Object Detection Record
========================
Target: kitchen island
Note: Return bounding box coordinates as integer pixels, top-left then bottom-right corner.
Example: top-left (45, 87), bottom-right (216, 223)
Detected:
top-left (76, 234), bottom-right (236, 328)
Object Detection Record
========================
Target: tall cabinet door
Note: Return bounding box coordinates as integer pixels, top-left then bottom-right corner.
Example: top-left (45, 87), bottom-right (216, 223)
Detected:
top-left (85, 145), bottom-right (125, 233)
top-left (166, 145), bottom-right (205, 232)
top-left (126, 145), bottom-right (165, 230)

* * *

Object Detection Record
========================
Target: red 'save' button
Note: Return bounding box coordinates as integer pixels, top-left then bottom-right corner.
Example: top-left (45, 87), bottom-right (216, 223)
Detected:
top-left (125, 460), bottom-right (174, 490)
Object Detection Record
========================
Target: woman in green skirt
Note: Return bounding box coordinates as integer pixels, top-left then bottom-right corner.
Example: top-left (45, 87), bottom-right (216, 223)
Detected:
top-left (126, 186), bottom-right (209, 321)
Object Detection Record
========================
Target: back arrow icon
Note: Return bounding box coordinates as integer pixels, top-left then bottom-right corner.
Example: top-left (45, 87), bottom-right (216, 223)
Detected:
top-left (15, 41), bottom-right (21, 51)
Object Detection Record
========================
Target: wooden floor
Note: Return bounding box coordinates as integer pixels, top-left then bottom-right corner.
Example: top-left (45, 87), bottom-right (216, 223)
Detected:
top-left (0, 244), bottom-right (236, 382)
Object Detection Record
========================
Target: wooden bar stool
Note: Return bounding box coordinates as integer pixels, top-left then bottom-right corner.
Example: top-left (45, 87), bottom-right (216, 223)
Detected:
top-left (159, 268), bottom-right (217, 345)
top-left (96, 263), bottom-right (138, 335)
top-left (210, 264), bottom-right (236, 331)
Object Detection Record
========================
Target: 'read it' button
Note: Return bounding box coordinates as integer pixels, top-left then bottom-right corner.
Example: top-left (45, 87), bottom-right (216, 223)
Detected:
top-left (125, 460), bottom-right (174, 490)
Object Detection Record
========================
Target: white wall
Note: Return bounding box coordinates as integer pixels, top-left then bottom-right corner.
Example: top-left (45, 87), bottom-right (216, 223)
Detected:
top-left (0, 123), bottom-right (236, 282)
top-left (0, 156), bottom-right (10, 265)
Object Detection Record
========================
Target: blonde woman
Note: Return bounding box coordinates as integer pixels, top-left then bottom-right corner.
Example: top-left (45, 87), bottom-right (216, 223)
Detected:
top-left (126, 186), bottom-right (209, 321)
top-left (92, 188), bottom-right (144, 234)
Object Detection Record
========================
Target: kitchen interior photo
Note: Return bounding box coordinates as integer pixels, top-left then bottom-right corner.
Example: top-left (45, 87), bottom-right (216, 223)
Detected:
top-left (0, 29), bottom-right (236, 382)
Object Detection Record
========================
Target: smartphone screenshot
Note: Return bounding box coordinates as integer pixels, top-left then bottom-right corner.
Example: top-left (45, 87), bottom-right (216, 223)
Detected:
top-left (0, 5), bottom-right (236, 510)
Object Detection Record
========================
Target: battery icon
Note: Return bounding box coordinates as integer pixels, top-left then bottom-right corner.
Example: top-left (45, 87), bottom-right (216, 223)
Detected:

--

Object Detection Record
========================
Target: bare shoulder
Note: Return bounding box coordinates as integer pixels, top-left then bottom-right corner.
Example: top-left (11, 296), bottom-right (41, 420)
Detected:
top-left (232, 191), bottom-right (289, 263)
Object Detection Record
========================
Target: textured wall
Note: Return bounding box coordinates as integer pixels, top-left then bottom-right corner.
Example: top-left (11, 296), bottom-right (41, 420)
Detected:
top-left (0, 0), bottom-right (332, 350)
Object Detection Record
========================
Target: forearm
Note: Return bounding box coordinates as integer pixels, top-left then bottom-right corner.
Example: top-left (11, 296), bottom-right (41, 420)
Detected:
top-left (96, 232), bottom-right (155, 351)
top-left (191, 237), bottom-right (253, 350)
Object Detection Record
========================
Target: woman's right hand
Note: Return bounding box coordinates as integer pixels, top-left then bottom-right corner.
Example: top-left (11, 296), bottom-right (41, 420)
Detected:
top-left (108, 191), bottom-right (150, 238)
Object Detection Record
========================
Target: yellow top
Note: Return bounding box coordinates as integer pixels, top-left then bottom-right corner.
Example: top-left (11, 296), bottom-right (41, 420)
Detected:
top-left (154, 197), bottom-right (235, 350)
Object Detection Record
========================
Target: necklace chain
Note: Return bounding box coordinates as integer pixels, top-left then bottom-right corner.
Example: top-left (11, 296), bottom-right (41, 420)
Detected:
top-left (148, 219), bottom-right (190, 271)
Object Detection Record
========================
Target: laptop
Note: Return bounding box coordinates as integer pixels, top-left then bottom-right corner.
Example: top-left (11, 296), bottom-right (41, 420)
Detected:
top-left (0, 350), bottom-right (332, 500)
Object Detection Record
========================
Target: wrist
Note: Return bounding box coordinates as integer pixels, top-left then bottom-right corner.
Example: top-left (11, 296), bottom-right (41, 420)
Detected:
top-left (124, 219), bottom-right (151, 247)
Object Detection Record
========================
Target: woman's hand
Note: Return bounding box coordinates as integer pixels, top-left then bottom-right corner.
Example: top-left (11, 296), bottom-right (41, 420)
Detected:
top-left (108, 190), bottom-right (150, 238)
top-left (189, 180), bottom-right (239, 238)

* **Exercise**: Locate every line above that contains the string "woman" and copy each of those lines in full.

* **Solution to this problem**:
Target: woman in green skirt
Target: blonde woman
Target: woman's right hand
Target: woman's hand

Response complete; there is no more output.